Tasks |
A. In the essay on Zach King's videos, what does King snatch out of his computer screen?
B. Resume the essay on Zach King's videos from the point where it stops and carry it forward.

That is not to say that King is really an elf, or even another Hans Christian Andersen. His “magic” is really digital effects wizardry and relatively uncomplicated by Hollywood CGI standards. His six-second shorts do not, and are not meant to, “prove” the existence of a supernaturally charged substrata to our mundane world. Even if they did, they diverge from the fairy tale pattern in some regards. Most of his videos have a certain quality of wish-fulfillment to them. In one, King snatches a live kitten out of his computer screen after proclaiming, “Oh, I just. . . I want!” As C. S. Lewis recognized in The Abolition of Man, applied scientific technology and alchemical magic both derived from the same desire: to make the natural world subservient to our wants. King’s videos—which blur the distinctions between technology and magic—present this tendency in a hyperbolized manner. Thus, despite his buoyant defiance of fixed laws, Zach King is still embedded in what Charles Taylor would consider our disenchanted secular age.
Even so, I’m not ready to concede that the videos are nothing more than self-serving fluff. Despite the control King asserts over his environment in these videos, the real delight of them is the “gosh-wow” moment of reversal, the rapid-fire transition from our earth to the land of fairy. When he scoops up a cloud and eats it, we are thrilled not because he has discovered yet another type of fast food but because, deep down, we have all looked on clouds with child-like wonder and wanted to munch on them too. That sudden shift of perspective is what gives short forms of poetry their magic, as when Edward Lear writes of a Young Lady who can play the harp with her chin or when Bashō writes,
How I long to see
among dawn flowers,
the face of God. (199)

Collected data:
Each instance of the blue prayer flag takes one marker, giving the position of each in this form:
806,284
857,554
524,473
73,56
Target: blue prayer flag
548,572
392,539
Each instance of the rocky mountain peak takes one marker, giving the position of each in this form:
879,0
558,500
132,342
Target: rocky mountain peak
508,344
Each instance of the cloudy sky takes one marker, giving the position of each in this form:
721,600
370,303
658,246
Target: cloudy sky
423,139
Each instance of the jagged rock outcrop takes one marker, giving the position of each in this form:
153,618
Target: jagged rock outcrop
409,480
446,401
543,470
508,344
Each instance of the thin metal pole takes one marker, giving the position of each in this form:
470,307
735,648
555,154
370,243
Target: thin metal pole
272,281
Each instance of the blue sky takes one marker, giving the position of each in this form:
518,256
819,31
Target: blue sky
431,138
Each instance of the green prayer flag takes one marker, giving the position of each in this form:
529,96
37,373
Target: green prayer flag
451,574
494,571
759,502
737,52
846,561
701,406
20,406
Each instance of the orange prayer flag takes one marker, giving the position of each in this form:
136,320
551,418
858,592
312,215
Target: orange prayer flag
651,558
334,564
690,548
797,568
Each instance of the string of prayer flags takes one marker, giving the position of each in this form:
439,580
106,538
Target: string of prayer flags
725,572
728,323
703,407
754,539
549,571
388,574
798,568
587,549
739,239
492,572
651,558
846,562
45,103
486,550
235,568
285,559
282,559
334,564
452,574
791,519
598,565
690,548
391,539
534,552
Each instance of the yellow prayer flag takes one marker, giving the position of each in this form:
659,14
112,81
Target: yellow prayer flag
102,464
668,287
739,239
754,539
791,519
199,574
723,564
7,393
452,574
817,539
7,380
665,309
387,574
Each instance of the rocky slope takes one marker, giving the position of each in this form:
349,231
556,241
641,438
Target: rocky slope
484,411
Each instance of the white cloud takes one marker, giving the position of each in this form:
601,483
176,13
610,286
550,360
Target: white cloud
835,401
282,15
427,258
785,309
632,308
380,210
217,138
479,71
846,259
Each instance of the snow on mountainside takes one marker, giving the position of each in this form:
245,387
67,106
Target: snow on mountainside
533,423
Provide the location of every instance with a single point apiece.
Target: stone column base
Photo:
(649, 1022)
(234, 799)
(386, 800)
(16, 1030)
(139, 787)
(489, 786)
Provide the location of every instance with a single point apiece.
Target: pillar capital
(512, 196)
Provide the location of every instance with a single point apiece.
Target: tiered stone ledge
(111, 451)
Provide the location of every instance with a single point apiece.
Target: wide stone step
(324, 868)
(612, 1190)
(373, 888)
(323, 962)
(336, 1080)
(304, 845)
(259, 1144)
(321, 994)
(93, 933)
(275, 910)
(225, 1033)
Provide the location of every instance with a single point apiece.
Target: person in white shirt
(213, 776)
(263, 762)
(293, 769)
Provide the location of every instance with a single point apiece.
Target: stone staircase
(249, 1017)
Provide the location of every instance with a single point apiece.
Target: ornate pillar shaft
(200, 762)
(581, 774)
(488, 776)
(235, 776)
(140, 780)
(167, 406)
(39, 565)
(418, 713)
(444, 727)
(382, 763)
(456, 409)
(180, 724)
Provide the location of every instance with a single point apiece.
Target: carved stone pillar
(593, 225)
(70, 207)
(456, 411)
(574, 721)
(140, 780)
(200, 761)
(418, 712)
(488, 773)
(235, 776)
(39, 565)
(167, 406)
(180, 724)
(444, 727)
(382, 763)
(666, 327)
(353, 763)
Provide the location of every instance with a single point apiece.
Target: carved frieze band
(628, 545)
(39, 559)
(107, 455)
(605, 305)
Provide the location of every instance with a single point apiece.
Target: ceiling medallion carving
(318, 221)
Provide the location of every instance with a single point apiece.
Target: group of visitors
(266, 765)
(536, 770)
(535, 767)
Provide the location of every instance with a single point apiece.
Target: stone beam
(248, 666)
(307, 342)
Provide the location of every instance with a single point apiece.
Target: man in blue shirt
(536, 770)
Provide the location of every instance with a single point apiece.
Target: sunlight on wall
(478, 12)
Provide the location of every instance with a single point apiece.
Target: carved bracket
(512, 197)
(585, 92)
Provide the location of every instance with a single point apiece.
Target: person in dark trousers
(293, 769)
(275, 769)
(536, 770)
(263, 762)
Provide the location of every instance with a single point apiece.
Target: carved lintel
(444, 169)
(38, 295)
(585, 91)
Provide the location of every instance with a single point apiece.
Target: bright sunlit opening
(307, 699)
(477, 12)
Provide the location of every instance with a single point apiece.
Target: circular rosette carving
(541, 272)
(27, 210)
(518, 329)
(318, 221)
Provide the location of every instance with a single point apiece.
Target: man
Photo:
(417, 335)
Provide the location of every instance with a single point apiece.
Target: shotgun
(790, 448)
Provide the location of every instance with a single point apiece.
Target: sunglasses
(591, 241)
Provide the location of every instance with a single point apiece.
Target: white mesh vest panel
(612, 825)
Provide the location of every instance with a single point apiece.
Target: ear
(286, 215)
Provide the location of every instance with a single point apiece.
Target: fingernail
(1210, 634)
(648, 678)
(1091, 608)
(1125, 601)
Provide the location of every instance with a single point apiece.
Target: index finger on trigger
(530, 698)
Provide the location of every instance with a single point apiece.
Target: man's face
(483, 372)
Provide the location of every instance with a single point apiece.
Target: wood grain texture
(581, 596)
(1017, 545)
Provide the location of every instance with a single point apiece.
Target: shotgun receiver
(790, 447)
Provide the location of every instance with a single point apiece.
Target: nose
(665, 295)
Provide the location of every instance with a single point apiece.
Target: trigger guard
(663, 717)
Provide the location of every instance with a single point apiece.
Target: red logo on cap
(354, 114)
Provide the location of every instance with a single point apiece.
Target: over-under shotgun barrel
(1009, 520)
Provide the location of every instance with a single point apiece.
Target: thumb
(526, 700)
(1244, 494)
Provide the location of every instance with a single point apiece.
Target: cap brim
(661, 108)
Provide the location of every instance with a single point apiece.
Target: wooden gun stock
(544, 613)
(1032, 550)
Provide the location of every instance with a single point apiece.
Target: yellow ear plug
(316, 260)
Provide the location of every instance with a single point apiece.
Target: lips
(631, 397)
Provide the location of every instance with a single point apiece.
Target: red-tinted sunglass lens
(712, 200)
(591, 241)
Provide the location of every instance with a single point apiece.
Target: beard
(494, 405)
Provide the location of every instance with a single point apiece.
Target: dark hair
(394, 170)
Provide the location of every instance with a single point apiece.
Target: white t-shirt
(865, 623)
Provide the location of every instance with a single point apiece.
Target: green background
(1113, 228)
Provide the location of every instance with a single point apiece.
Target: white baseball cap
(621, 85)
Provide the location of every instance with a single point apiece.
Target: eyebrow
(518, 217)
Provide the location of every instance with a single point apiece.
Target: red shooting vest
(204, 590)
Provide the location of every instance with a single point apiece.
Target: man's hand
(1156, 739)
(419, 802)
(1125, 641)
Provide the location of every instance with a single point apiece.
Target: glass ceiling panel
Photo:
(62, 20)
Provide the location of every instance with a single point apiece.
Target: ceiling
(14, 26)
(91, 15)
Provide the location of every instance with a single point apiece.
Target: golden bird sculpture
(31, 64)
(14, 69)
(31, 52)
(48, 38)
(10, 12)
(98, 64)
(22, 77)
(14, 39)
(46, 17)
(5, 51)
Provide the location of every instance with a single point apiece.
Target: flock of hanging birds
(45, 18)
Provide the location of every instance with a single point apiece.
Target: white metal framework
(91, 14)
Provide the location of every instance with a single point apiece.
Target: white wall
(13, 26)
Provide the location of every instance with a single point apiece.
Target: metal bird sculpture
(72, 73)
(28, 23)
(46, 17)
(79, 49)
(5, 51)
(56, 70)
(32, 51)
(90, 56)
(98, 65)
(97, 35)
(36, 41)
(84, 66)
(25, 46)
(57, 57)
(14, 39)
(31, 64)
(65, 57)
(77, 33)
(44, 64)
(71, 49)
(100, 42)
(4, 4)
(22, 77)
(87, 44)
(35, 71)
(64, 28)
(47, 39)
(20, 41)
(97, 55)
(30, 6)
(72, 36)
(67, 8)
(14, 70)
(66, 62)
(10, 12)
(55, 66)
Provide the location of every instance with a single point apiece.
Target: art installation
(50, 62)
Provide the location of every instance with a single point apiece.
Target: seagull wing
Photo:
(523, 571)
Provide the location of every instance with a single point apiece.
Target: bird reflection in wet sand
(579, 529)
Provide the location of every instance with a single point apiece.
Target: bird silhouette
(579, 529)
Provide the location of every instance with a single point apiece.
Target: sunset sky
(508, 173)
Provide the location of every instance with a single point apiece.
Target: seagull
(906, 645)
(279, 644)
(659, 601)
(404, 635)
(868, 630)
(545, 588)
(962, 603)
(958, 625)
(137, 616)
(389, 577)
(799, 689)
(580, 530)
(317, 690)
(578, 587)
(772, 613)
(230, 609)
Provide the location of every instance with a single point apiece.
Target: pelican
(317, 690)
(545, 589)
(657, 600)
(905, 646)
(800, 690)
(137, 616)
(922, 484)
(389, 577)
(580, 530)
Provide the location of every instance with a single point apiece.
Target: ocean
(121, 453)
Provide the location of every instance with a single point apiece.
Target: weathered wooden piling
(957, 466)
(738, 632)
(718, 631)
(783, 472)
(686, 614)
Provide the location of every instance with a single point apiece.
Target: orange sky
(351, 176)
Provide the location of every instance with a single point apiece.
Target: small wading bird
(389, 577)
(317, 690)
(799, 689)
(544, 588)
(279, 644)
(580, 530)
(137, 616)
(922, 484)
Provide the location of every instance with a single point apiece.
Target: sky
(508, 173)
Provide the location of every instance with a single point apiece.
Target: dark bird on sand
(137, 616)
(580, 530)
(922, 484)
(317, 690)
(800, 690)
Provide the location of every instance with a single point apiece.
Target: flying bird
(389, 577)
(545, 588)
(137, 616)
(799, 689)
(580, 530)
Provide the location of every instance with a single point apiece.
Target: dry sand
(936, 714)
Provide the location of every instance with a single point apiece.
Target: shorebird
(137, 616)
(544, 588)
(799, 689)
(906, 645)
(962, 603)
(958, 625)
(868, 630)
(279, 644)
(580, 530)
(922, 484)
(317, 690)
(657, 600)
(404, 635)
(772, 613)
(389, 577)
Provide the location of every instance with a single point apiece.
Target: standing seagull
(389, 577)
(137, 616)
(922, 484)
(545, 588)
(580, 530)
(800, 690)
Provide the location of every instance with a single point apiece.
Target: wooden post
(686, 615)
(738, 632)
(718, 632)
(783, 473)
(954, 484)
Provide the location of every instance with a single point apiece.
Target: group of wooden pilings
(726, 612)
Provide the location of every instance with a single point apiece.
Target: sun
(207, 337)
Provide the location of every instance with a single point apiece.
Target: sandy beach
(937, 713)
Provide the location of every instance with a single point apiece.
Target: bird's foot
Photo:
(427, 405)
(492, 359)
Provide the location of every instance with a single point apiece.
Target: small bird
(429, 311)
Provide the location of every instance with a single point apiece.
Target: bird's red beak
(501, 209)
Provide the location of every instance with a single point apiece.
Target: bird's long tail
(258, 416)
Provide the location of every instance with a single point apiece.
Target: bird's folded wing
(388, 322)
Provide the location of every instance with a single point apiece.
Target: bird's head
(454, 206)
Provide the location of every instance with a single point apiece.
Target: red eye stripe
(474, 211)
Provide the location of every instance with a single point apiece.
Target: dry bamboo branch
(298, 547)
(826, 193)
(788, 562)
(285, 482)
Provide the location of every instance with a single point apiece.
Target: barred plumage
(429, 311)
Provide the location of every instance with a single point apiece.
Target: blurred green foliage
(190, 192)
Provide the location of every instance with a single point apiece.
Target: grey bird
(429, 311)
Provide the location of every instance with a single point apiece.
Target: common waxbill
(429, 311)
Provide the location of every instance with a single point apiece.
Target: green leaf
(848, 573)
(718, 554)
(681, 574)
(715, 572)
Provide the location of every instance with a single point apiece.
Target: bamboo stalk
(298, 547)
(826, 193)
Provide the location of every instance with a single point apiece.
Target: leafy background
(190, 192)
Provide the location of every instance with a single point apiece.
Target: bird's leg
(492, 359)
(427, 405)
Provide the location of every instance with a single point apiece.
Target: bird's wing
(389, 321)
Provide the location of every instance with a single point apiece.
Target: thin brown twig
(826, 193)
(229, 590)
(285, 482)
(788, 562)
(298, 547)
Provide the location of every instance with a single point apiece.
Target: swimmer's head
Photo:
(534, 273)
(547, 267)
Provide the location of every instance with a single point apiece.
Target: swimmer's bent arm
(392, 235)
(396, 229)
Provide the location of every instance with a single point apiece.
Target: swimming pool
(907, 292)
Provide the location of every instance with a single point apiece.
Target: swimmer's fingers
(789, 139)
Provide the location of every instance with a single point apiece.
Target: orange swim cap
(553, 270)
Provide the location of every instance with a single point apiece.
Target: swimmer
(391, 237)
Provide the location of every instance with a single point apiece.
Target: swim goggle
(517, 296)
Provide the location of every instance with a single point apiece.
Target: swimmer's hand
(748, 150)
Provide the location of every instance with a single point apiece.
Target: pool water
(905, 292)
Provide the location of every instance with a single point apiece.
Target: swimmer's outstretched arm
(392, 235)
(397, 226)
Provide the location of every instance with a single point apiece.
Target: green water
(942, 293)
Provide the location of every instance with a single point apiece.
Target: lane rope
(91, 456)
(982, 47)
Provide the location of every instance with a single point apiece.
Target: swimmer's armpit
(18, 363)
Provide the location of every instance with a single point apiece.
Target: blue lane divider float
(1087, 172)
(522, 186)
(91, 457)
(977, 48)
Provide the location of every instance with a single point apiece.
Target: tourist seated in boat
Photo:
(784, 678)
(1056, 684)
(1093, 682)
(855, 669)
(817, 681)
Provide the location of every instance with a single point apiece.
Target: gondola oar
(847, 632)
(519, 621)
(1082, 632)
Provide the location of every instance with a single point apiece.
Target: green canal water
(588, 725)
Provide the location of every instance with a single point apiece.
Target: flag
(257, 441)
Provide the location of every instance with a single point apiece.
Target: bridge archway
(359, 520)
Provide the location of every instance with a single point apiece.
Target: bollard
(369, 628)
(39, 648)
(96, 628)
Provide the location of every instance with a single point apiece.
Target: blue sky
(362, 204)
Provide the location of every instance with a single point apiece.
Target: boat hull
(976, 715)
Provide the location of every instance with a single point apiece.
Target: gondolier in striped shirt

Expected responses |
A. A live kitten.

B.
It is the enchantment of Fairyland, where young boys and girls encounter magic palaces, and dragons intersect with the lives of millers and weavers and orphans.
In the ephemeral world of the internet, it is nigh impossible to know whether Zach King’s Vine videos will prove to be just another clever passing fad or continue to be regarded as innovative uses of a finite medium. King himself claims he would relish the opportunity to direct “action-adventure titles.” If he is ever gets the chance to do so, we can only hope that he retains his sense of the world’s mystical levity in his full-scale productions. It would be one more step forward in a promising career of this young Christian artist, a career we can hope will prove to be a true fairy tale journey.
Image via Zach King Vine.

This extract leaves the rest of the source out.